EXERCISE AIM: Continue the commentary on the Supreme Court's split judgment in the Karnataka hijab case from the point where it stops.

EXCERPTED PASSAGE:
A dent on Indian secularity, that no longer celebrates diversity

In this guest post, Shivani Vij critiques the Supreme Court’s split judgment concerning the Karnataka Government’s order on uniform dress code in schools (the Hijab case). She particularly critiques the judgment of Justice Gupta and highlights its four constitutional fallacies. She argues that both the Judges failed to adopt a reasoning based on equal treatment of sexes.

Last month, numerous Muslim girls in Karnataka, clad in their hijabs, anxiously awaited the decision of the Indian Supreme Court in Aishat Shifa v. State of Karnataka. Aggrieved by the Karnataka Government’s order on uniform dress code in schools, two Muslim girls were denied entry to a State-run school on account of their hijab. The decision in Aishat Shifa was thus expected to be life-changing for all Muslim girls faced with the Hobson’s choice of going to school without their hijabs or not attending school at all. In a rather disappointing verdict, the Supreme Court delivered a split decision [1:1] on ‘whether a uniform dress code in school infringes the right to free religious expression’. While Justice Hemant Gupta upheld the uniform dress on the basis of an alien interpretation of ‘secularity’, Justice Dhulia struck it down on the basis of right to privacy, dignity and  religious expression.

Let alone the inconsistencies in constitutional interpretation, the difference of opinion in the Supreme Court is startling in the backdrop of a seventy-two-year-old secular constitution that celebrates diversity in all forms. The word secular in the Preamble read with Article 25 mandates the State to respect the free exercise of all religious expression, belief or conscience. As consistently interpreted by the Court, a genuine and conscientiously held belief ought to be protected (Bijoe Emmanuel v. State of Kerala). It is also understood that though the State must remain neutral towards all religions, it must protect and respect its free exercise to the extent it does not come in conflict with another fundamental right, public order or morality. For instance, previously, the right to free exercise has been restricted on account of equal protection on the ground of sex (Sabarimala’s case), public order (loudspeakers case), right to life (Nikhil Soni’s case) etc. In the absence of any of these limitations having arisen in Aishat Shifa, it is shocking that the bench reached different conclusions on whether a uniform dress code could be imposed in a manner truly violative of free religious expression.

EXTRACTED MATERIAL:
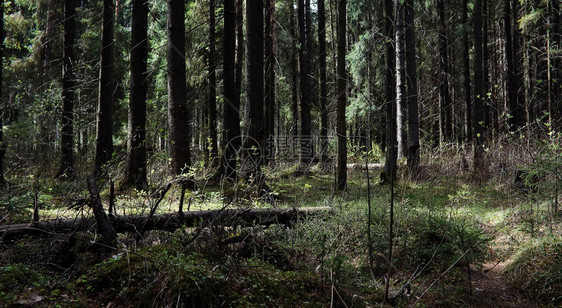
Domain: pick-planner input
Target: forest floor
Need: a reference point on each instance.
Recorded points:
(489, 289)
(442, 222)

==

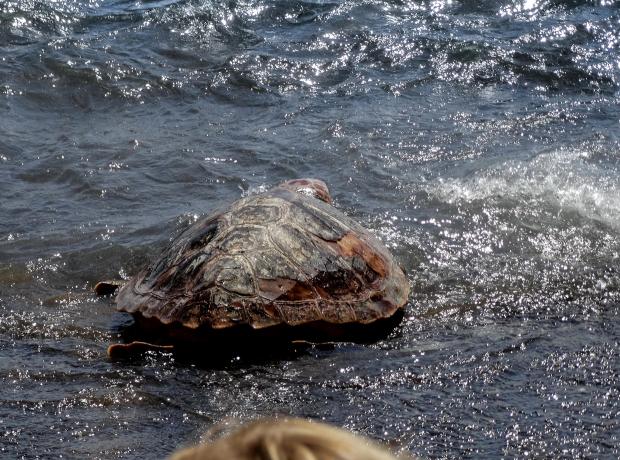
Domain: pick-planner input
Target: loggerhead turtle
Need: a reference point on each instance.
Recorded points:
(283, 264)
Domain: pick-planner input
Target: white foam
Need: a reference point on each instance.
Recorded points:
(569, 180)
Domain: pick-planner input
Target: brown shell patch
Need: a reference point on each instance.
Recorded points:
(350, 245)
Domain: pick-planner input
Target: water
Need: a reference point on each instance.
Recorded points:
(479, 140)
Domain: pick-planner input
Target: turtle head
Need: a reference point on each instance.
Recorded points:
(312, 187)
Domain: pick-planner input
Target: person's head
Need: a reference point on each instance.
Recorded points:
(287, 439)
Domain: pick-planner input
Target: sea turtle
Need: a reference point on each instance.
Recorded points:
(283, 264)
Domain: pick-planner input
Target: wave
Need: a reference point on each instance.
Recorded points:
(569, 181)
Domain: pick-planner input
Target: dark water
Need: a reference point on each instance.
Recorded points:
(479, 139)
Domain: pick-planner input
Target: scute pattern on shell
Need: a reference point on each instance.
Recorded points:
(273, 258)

RESULT OF THE EXERCISE:
I believe four significant constitutional fallacies plague the judgement delivered by Justice Hemant Gupta, which are: Firstly, it misreads ‘secularity’ & ‘fraternity’ under the Indian Constitution to mean complete State neutrality devoid of any religious code or symbol, rather than a tolerant and diverse living that respects religious expression & accommodates difference. It appears almost as if the Court wrongly equates Indian secularity to that of the United States of America (‘USA’) which prohibits religious expression in classrooms or to that of France which prohibits all forms of religious dress codes/ symbols in public. Secondly,it uses discipline & uniformity in schools to restrict religious expression in classrooms. Not only are these grounds absent as justifiable limitations under Article 25, but also run afoul of the reasoning in Bijoe Emmanuel which requires accommodation of religious beliefs by the State & ought not to be faulted basis principles like discipline that have no constitutional protection. This is supported by a rather damaging classification made between classrooms and other public places, where it is (mis)reasoned that religion can be exercised anywhere besides a State-run secular school. This is eerily similar to the European Court of Human Rights (ECtHR)’s judgement in SAS v. France where uniformity and living together in a society were considered legitimate aims to restrict religious freedom of wearing a headscarf in a public place. Thirdly, the decision refuses to reasonably accommodate hijab clad girls, a principle readily accepted and applied for disability. It could even be argued that the principle was previously applied in Bijoe though without terming it as such. The harsh rejection to accommodate on the basis that it would amount to differential treatment of students is misguided in the Indian context where accommodation & affirmative action are tools of substantive equality and not antithetical to it. Fourthly, a lack of proportionality analysis puts in danger the very essence of right to religious expression. While enforcing a uniform dress code, the Court fails to account for the extent to which religious expression may be curtailed and ignores completely whether the curtailment is proportionate to the legitimate aim of fraternity/ uniformity/ (misguided) secularity.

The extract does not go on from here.